* **Recorded data**:
__________________________________________________

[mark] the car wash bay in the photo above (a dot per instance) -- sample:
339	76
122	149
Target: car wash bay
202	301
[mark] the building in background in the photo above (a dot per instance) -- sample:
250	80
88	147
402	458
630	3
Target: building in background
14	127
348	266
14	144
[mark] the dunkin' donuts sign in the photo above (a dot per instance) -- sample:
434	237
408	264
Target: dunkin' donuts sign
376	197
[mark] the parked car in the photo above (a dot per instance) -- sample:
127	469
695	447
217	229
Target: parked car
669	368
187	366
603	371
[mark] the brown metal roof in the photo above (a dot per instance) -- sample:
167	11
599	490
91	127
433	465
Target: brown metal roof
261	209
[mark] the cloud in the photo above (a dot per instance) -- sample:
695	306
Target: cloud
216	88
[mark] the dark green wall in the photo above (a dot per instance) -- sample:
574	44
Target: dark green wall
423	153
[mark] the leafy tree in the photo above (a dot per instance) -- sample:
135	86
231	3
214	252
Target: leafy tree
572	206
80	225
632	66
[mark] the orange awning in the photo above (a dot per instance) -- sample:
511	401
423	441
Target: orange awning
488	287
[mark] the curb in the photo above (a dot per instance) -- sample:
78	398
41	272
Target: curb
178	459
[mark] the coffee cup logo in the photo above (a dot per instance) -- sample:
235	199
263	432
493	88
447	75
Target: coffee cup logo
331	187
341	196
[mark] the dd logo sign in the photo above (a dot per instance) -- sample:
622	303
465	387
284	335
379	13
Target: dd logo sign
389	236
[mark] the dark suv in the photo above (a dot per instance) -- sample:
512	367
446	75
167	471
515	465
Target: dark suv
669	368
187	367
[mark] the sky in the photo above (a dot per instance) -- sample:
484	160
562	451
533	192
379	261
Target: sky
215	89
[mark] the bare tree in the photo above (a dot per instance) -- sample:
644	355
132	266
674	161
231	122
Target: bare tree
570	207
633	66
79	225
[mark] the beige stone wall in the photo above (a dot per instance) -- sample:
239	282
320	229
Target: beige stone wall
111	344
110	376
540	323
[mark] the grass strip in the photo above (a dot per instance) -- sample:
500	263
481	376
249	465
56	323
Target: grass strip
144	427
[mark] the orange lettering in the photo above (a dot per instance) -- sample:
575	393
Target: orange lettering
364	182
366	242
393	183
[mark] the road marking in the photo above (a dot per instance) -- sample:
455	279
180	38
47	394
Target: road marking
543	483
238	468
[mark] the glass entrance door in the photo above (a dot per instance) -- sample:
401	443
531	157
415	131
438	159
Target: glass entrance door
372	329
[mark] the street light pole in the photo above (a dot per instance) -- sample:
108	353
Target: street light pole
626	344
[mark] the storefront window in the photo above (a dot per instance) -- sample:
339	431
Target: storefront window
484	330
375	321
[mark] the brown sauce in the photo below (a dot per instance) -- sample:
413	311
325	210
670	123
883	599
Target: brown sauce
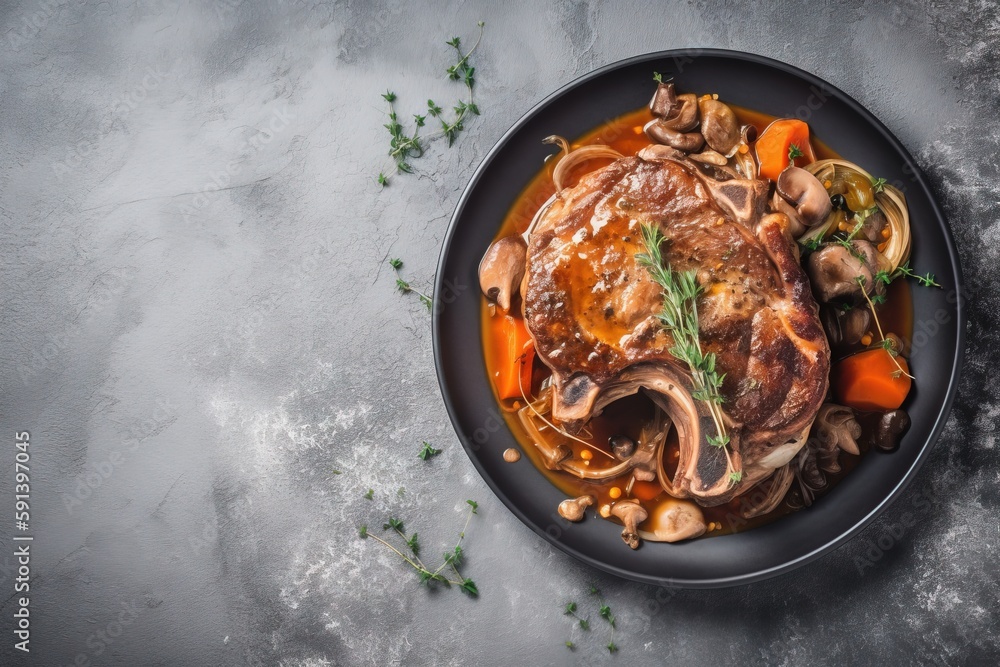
626	417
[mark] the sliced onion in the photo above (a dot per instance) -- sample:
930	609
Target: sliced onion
890	201
893	205
575	157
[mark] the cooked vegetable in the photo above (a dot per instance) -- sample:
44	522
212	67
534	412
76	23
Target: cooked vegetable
775	145
871	380
893	244
515	358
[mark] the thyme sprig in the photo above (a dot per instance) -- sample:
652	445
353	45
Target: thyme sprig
452	559
427	451
885	343
605	613
404	145
927	280
679	315
405	287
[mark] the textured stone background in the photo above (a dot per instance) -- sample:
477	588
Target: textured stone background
196	302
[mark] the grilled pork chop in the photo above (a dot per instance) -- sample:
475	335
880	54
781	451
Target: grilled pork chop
591	310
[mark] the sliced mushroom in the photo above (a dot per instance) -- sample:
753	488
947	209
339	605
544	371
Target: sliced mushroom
674	520
631	514
573	509
768	494
892	425
802	197
835	428
845	326
710	157
501	270
622	445
664	102
686	118
836	271
659	131
719	126
873	225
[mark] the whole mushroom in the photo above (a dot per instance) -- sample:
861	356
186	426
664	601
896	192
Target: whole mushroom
892	425
675	130
835	428
799	195
664	102
660	132
502	268
631	514
836	271
845	326
674	520
573	509
719	126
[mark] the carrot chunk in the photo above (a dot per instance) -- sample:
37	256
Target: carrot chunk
775	144
870	380
516	358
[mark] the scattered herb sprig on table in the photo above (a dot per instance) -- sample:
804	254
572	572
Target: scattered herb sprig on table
679	315
405	287
404	145
427	451
604	611
452	559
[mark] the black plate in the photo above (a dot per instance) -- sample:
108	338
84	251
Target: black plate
764	85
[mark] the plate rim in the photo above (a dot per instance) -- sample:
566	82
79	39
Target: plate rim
958	359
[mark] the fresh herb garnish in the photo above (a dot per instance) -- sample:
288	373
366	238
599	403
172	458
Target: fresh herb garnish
883	341
427	451
404	145
679	316
452	559
605	612
571	611
927	280
405	287
885	277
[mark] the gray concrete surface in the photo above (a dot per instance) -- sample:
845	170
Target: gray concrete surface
199	327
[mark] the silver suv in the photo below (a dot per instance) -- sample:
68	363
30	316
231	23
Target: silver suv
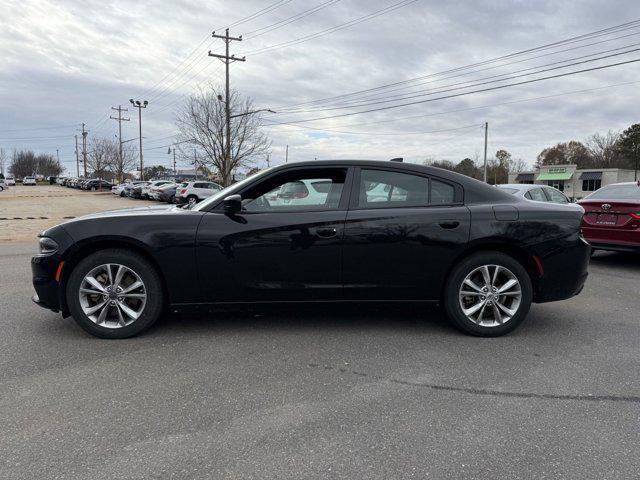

__________________________________________________

* **Task brief**: Could the data above be copied out exactly, with no pictures kept?

* **Exercise output**:
[mark] the car wash bay in the photo above (a dot per instance) -- sample:
339	76
122	149
Target: car wash bay
202	301
[mark] the building in background in the photo above (a dot per instance) -- sample:
250	80
88	147
402	458
630	3
Target: building in background
14	127
348	266
14	144
[mark] the dunkin' donuts sign in the photo above (a dot per instance) -- sample:
434	237
408	264
Target: dunkin' donuts sign
376	197
[mark] the parked car in the photo above (a dot per instance) -- sample:
127	469
695	447
217	229
Target: parked car
669	368
187	366
603	371
[mark] the brown metal roof in the photo above (a dot per instance) -- sample:
167	11
599	490
91	127
433	465
Target: brown metal roof
261	209
[mark] the cloud in the photo above (a dot per instance) -- sample:
695	306
Target: cloud
216	88
[mark] the dark green wall in the photo above (a dot per instance) -- sample:
574	44
Target: dark green wall
423	153
[mark] the leafy tree in the photo above (a dot per instance) -- sample:
135	86
231	3
214	252
Target: leafy tree
572	206
80	225
632	66
[mark] the orange awning in the photo above (a dot per instance) -- sample:
511	401
423	441
Target: orange awning
488	287
[mark] the curb in the photo above (a dot per instance) -- sample:
78	398
41	272
Target: curb
178	459
[mark] the coffee cup logo in the photo above (a dot per instance) -- sample:
235	199
263	432
493	88
447	75
Target: coffee cup logo
331	187
341	196
[mark] the dd logo sign in the photo above (a dot per instance) -- sample:
622	303
465	387
284	335
379	13
Target: dd logo sign
389	236
[mark] the dark suv in the photo above (a dot per instance) -- sample:
512	367
446	75
167	471
515	465
Target: dark suv
669	368
187	367
[mark] the sky in the photo above (a dot per instance) -- sample:
484	160
562	451
533	192
379	261
Target: sky
215	89
[mark] the bare tree in the photo above (a dot per instance) -- sample:
644	355
132	266
674	161
231	122
Target: bare tree
570	207
633	66
79	225
[mark] the beige stone wall in the photo above (a dot per instance) -- sample:
239	282
320	229
Target: beige stone wall
111	344
110	376
540	323
[mark] the grass strip in the photo above (a dot per instance) -- sample:
500	263
481	376
249	465
56	323
Target: grass strip
144	427
[mark] the orange lettering in the photo above (a dot per instance) -- sample:
575	393
Target: orange lettering
364	182
366	242
393	183
[mark] the road marking in the photo above (a dot per instance) -- sample:
455	279
180	38
47	394
Target: road marking
543	483
238	468
[mark] the glass entrance door in the photo above (a dot per instance) -- sample:
401	443
531	157
415	131
438	159
Target: glass entrance door
372	329
[mark] the street light pole in the photo above (a dot per instance) -- sample:
108	353
Target: street light pole
626	344
[mark] the storefront window in the photo above (a dot per instance) -- sample:
339	431
Target: storefront window
484	330
375	321
[mark] the brown sauce in the photo below (a dot per instance) -- sample:
413	311
325	210
670	123
883	599
Target: brown sauce
626	417
[mark] the sliced onion in the photo above (a dot per instance) -- sample:
930	609
Target: sliced onion
890	201
893	205
575	157
[mark] the cooked vegetable in the photo above (a dot per instance) -- sample:
44	522
212	67
534	412
76	23
Target: cooked vegetable
775	145
871	380
893	244
515	358
[mark] the thyme sprig in the photo above (a dot per instance) -- sample:
652	445
353	45
Target: thyme sprig
452	559
427	451
885	343
605	613
404	145
927	280
679	315
405	287
[mark] the textured stone background in the photo above (a dot per instance) -- sample:
477	588
Target: textured stone background
196	302
[mark] the grilled pork chop in the photo above (a dot per instance) -- sample:
475	335
880	54
781	451
Target: grilled pork chop
591	310
[mark] the sliced mushroom in the photo above (a dot per instance) -- sample:
753	488
947	209
339	605
544	371
Target: sliced mushroom
674	520
631	514
573	509
768	494
892	425
802	197
835	428
845	326
710	157
501	270
622	445
664	102
686	118
836	271
659	131
719	126
873	225
[mark] the whole mushroom in the photo above (a dot per instance) -- sample:
861	356
186	426
664	601
896	192
Target: whole mushroom
892	425
675	130
835	428
799	195
664	102
660	132
502	268
631	514
836	271
845	326
674	520
573	509
719	126
[mark] the carrot chunk in the photo above (a dot per instance) -- sample:
37	256
Target: carrot chunk
775	144
870	380
516	358
[mark] the scattered herb sprig on table in the photo above (a dot per instance) -- sample:
804	254
572	572
Target: scattered herb sprig on table
679	315
405	287
404	145
427	451
604	611
452	559
[mark] the black plate in the photo above (a dot per instance) -- sample:
108	338
84	251
Target: black plate
764	85
[mark] the plate rim in the photo above (a dot per instance) -- sample:
566	82
79	39
Target: plate rim
958	359
[mark] the fresh herb garnish in the photo above (a dot per instance) -- sample:
288	373
366	238
599	403
172	458
Target: fresh herb garnish
883	341
427	451
404	145
679	316
452	559
605	612
571	611
927	280
405	287
885	277
[mark] the gray concrete surface in the photo above (a dot per instance) -- sample:
845	170
Target: gray concrete surface
199	327
[mark] the silver suv in the photo below (a dot per instance) -- sample:
68	363
30	316
231	23
Target: silver suv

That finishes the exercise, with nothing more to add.